(Natural language region descriptions)
□ □ □ □ □ □ □

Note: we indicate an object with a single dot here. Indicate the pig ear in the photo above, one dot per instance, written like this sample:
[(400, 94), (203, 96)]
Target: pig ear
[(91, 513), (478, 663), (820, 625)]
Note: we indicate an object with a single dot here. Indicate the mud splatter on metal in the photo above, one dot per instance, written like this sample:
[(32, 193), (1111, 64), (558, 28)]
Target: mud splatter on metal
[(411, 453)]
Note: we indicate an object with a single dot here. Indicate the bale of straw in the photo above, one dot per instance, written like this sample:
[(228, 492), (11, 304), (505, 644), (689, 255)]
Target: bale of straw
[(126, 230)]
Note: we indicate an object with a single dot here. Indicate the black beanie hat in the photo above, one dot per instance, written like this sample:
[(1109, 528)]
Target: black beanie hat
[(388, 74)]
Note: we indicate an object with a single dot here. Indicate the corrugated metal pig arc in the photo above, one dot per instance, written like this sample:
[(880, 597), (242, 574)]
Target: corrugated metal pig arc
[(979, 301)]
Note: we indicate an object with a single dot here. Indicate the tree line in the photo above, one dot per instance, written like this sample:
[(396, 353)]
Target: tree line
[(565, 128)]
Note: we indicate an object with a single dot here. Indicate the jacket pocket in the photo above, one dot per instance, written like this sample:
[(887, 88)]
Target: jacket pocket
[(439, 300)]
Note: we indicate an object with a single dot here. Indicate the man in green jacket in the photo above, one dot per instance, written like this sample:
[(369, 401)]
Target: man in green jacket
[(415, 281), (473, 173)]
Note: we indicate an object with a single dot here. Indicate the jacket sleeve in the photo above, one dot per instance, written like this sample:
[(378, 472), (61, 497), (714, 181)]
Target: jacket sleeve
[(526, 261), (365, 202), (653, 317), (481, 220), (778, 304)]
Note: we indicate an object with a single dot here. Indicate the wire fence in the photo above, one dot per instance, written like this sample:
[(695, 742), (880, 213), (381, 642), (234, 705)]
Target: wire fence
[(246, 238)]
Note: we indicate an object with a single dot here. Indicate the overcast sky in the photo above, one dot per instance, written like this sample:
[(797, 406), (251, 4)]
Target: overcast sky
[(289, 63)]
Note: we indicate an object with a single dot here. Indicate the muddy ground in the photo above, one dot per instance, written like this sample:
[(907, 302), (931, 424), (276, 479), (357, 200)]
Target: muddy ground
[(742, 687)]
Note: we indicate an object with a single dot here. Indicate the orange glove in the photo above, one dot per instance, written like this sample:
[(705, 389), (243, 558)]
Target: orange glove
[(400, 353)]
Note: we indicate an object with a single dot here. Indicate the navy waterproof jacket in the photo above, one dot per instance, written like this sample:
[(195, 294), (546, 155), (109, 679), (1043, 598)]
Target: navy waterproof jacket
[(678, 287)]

□ □ □ □ □ □ □

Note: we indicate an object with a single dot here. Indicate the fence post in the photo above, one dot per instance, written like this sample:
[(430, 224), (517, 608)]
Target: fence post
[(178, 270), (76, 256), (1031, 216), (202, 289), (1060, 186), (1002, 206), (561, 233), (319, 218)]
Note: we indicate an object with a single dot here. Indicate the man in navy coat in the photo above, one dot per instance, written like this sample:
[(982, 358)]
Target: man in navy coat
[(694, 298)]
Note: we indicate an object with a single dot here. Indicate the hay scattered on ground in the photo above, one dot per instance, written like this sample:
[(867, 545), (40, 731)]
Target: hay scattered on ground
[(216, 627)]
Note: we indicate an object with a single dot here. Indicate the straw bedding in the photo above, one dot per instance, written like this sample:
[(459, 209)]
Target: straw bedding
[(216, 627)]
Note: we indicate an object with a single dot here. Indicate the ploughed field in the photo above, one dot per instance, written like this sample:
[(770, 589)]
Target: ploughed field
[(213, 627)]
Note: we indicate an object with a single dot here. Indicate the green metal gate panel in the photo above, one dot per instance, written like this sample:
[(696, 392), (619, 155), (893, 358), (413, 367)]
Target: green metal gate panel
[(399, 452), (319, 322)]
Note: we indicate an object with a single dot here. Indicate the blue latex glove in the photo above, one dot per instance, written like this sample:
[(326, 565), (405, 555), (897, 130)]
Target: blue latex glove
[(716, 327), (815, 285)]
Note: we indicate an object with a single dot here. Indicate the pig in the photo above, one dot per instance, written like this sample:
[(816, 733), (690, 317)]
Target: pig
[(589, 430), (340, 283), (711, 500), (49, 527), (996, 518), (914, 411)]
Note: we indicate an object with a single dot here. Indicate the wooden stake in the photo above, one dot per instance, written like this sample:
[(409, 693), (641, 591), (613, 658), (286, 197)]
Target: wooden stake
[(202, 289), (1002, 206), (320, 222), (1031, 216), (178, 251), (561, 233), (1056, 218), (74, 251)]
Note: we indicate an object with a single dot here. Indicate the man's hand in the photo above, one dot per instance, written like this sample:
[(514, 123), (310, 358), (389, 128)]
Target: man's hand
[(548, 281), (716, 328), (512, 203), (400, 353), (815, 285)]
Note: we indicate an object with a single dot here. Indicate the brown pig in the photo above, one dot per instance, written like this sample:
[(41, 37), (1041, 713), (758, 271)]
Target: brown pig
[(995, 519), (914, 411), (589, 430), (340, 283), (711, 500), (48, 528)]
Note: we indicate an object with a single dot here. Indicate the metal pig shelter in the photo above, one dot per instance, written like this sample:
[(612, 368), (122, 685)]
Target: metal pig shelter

□ □ □ □ □ □ □

Take every line from the data that includes the word "shelter".

▶ [Task result]:
Note: we indicate an object with a single dot here. Indicate the metal pig shelter in the photo above, one dot per instance, written like this sample:
Target: metal pig shelter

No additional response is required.